Repeat every record below exactly, omitting any pictures.
== Records supplied
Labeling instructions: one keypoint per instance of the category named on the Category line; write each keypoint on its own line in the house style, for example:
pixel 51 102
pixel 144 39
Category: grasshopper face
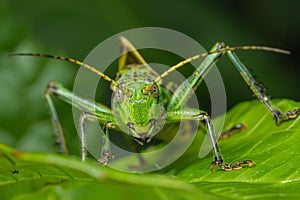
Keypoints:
pixel 138 109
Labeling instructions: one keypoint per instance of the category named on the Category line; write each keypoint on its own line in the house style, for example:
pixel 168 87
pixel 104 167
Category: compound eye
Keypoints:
pixel 119 96
pixel 154 90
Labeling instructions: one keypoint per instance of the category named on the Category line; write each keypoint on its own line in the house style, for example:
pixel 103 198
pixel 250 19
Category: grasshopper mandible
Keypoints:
pixel 137 89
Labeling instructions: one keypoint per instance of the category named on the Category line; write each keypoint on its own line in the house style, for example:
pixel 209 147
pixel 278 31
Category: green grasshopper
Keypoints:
pixel 138 93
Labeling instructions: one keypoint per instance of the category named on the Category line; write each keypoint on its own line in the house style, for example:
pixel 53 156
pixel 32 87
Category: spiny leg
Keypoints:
pixel 195 114
pixel 227 133
pixel 60 138
pixel 83 138
pixel 260 92
pixel 106 153
pixel 92 111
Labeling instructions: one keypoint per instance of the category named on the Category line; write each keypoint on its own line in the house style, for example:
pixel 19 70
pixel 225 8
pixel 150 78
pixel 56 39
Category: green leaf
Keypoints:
pixel 274 149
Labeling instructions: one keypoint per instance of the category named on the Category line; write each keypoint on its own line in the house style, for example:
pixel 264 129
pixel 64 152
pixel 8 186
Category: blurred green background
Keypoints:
pixel 73 28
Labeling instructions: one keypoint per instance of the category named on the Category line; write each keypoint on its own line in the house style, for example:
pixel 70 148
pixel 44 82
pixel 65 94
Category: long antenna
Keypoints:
pixel 222 50
pixel 71 60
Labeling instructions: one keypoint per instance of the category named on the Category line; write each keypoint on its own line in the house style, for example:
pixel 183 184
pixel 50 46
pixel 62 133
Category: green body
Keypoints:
pixel 141 106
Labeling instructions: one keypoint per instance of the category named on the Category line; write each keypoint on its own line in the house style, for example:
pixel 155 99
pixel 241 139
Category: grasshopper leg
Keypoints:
pixel 227 133
pixel 260 92
pixel 92 111
pixel 60 139
pixel 195 114
pixel 106 153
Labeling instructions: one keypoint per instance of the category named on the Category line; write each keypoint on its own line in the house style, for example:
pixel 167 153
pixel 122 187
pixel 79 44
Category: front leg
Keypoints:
pixel 198 115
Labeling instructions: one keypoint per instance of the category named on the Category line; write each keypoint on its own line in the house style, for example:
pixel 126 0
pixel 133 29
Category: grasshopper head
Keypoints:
pixel 138 109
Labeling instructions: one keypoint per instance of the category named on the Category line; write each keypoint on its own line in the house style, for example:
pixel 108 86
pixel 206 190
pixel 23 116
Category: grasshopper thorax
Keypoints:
pixel 137 105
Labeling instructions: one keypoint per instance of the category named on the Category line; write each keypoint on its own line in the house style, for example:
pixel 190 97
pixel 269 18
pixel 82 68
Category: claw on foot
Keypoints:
pixel 233 166
pixel 279 116
pixel 237 165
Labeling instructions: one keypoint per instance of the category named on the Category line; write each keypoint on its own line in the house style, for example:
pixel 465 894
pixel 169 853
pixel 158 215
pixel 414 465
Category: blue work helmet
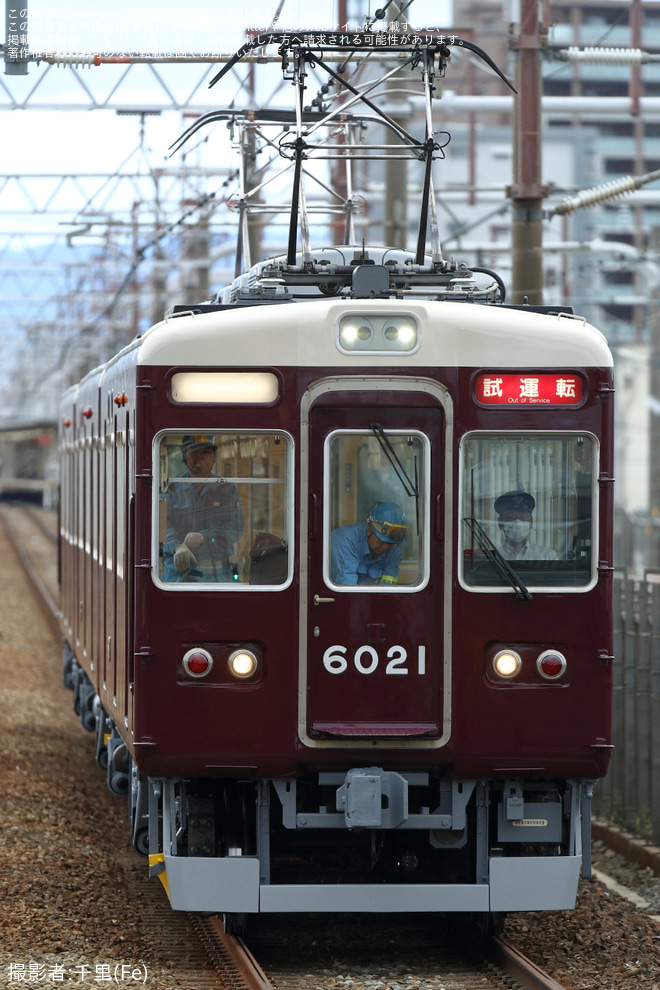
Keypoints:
====
* [Written solution]:
Labeling instructions: one keypoint per instance of the category named on the Category line; write each keypoint on its own line in the house style, for example:
pixel 51 102
pixel 144 39
Category: grasshopper face
Keypoints:
pixel 138 109
Labeling instructions: one keypoint per instance of the category named on the Category line; write each keypoint on its own line in the house style, for example:
pixel 168 87
pixel 104 167
Category: compound eye
Keypoints:
pixel 119 96
pixel 154 90
Labeling instructions: one keypoint per instance of the category named on the Category line; write each keypoint on its own line in the house style, for example:
pixel 103 198
pixel 250 19
Category: grasshopper mandible
Keypoints:
pixel 137 89
Labeling instructions: one keypoint per instance of the category named on the Category line; write each keypoint on its own line in the house style, for example:
pixel 209 147
pixel 278 31
Category: green grasshopper
Keypoints:
pixel 138 93
Labeling instructions: one keypoint per instance of the category named on the Category line; write each keypoint on its own line in the house style, for example:
pixel 53 156
pixel 32 87
Category: spiny leg
Keypoints:
pixel 195 114
pixel 227 133
pixel 60 138
pixel 83 138
pixel 260 92
pixel 106 153
pixel 92 111
Labeling instructions: one keypoint per instance of the category named on the Category line; write each keypoint on its own line in the house style, for example:
pixel 19 70
pixel 225 8
pixel 150 78
pixel 56 39
Category: green leaf
Keypoints:
pixel 274 149
Labeling instructions: one keypoint per instance of the category named on the Category line; write each keypoint on its own line in the house style, for example:
pixel 264 129
pixel 64 152
pixel 8 186
Category: blurred green background
Keypoints:
pixel 73 28
Labeling instructions: one keypoint per instance of the category named on the Category line; write each keypoint on its own line in the house style, for example:
pixel 70 148
pixel 44 82
pixel 65 94
Category: long antenna
Keypoints:
pixel 222 50
pixel 71 60
Labeling instructions: one keypoint per instance of the category named on the Category line; write each keypoint on its own line in the house style, for example:
pixel 183 184
pixel 50 46
pixel 62 133
Category: green body
Keypoints:
pixel 141 106
Labeling instructions: one keypoint per instance of the category named on the Category line; write each keypoint on its own line in the house style, for example:
pixel 155 99
pixel 241 139
Category: grasshopper leg
Keypoints:
pixel 227 133
pixel 260 92
pixel 92 111
pixel 60 139
pixel 195 114
pixel 106 153
Labeling instructions: one keypoint per instance of the category named on the Category line; write each keypoint on its own line in the house style, for example:
pixel 167 153
pixel 122 187
pixel 79 44
Category: front leg
Keypoints:
pixel 198 115
Labeling instructions: one keypoint per instance of the category named on the Category line; write each keypoint on its own line in the house style, for example:
pixel 126 0
pixel 133 29
Category: grasshopper head
Keypoints:
pixel 138 109
Labeling instructions: one keypoint per instance of the category named on the Category line; write each keypoint on its own line in the house style, for example:
pixel 108 86
pixel 206 190
pixel 23 116
Category: grasshopper thorax
Keypoints:
pixel 137 105
Labeling instructions: one keypoint per instance of the category named on the Category line; write each keypoint on its own line in the house style, for example:
pixel 190 97
pixel 269 18
pixel 82 68
Category: claw on foot
Keypoints:
pixel 233 166
pixel 279 116
pixel 237 165
Labeling instructions: one keypoint per instance of the category named on the Category line; write each keypoint on its own line in the house style, for example:
pixel 465 894
pixel 169 853
pixel 158 215
pixel 414 465
Category: blue work helmet
Keypoints:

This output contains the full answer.